Given passage -
★ ★ ★

6 April 2006, 10:18  ECB is almost certain to keep rates unchanged at 2.5 %

The European Central Bank is almost certain to keep rates unchanged at 2.5 percent on Thursday, putting the focus on market bets for a May interest rate increase and a faster tightening pace going forward. Manufacturing and business activity were their strongest in over five years in March and German business sentiment soared, causing analysts and financial markets to brace for a May hike.
When the Governing Council meets at 0700 GMT, it will face an economy that analysts say may be growing close to its trend rate of around 2 percent, while interest rates are barely higher than inflation. "The ECB is uncomfortable with rates where they are, and they would like to get them back to a neutral level if data supports it. They won't disabuse the market of the notion of a rise in May," said Michael Hume, an economist at Lehman Brothers.
Analysts view an April rise as improbable. ECB President Jean-Claude Trichet has repeatedly said that the central bank, which tightened credit by a quarter percentage point in March, plans no back-to-back rate hikes like the U.S. Federal Reserve.
But it is clearly uncomfortable with rates this low. Trichet recently described financing conditions as "extraordinarily favourable", and Governing Council member Yves Mersch said the central bank "cannot be careless about the risk of inflation expectations edging higher".

★ ★ ★

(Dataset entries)
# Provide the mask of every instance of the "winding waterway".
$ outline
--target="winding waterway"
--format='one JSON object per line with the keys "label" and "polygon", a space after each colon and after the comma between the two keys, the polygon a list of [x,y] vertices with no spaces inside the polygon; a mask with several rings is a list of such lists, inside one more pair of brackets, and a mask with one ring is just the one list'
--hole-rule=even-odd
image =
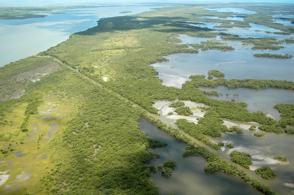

★ ★ ★

What you will do -
Answer these questions using the article on ECB interest rates:
(a) At what time GMT does the Governing Council meet?
(b) By how much did the central bank tighten credit in March?
(c) Where does Michael Hume work as an economist?
This data comes from a separate source unrelated to the article.

Output for this task -
(a) 0700 GMT
(b) A quarter percentage point
(c) Lehman Brothers